-------- EXTRACT PROVIDED

MANAGEMENT’S REPORT ON INTERNAL CONTROL OVER FINANCIAL REPORTING

Our Company’s management is responsible for establishing and maintaining adequate internal control over financial reporting, as such term is defined in Exchange Act Rule 13a-15(f). Internal control over financial reporting is a process designed to provide reasonable assurance regarding the reliability of financial reporting and the preparation of our consolidated financial statements for external purposes in accordance with generally accepted accounting principles. Under the supervision and with the participation of our Company’s management, including the Chief Executive Officer and Chief Financial Officer, we conducted an evaluation of the effectiveness of our internal control over financial reporting based on the framework in Internal Control—Integrated Framework (2013) issued by the Committee of Sponsoring Organizations of the Treadway Commission.
Our internal control over financial reporting includes those policies and procedures that: (1) pertain to the maintenance of records that, in reasonable detail, accurately and fairly reflect the transactions and dispositions of our assets; (2) provide reasonable assurance that transactions are recorded as necessary to permit preparation of our consolidated financial statements in accordance with generally accepted accounting principles, and that our receipts and expenditures are being made only in accordance with authorizations of our management and directors; and (3) provide reasonable assurance regarding prevention or timely detection of unauthorized acquisition, use or disposition of our assets that could have a material effect on our consolidated financial statements.

----------------
-------- DATASET EXCERPT

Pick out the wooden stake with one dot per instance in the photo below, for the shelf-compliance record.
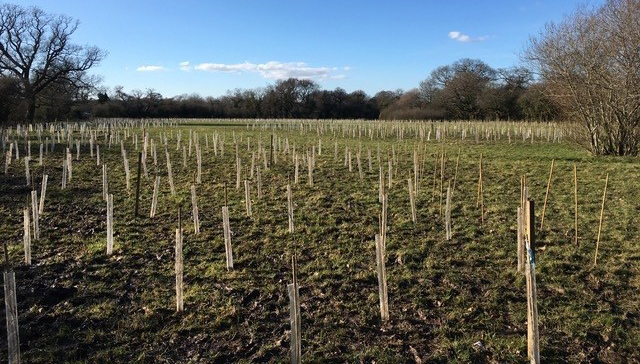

----------------

# EXERCISE TASK 1:
The report on internal control over financial reporting lists the policies and procedures that this control includes. Give each one.
# EXERCISE TASK 2:
Answer these from the report on internal control over financial reporting:
(a) Which rule defines the term "internal control over financial reporting"?
(b) On what framework was the evaluation of effectiveness based?
(c) Receipts and expenditures are to be made only in accordance with whose authorizations?
# EXERCISE TASK 3:
Print the part of the report on internal control over financial reporting starting with "Our Company’s management is" and going on through "the Treadway Commission.".

# EXERCISE RESULT 1:
(1) Those that pertain to the maintenance of records that, in reasonable detail, accurately and fairly reflect the transactions and dispositions of the Company's assets.
(2) Those that provide reasonable assurance that transactions are recorded as necessary to permit preparation of the consolidated financial statements in accordance with generally accepted accounting principles, and that receipts and expenditures are being made only in accordance with authorizations of management and directors.
(3) Those that provide reasonable assurance regarding prevention or timely detection of unauthorized acquisition, use or disposition of the Company's assets that could have a material effect on the consolidated financial statements.

# EXERCISE RESULT 2:
(a) Exchange Act Rule 13a-15(f).
(b) The framework in Internal Control—Integrated Framework (2013), issued by the Committee of Sponsoring Organizations of the Treadway Commission.
(c) The authorizations of the Company's management and directors.

# EXERCISE RESULT 3:
Our Company’s management is responsible for establishing and maintaining adequate internal control over financial reporting, as such term is defined in Exchange Act Rule 13a-15(f). Internal control over financial reporting is a process designed to provide reasonable assurance regarding the reliability of financial reporting and the preparation of our consolidated financial statements for external purposes in accordance with generally accepted accounting principles. Under the supervision and with the participation of our Company’s management, including the Chief Executive Officer and Chief Financial Officer, we conducted an evaluation of the effectiveness of our internal control over financial reporting based on the framework in Internal Control—Integrated Framework (2013) issued by the Committee of Sponsoring Organizations of the Treadway Commission.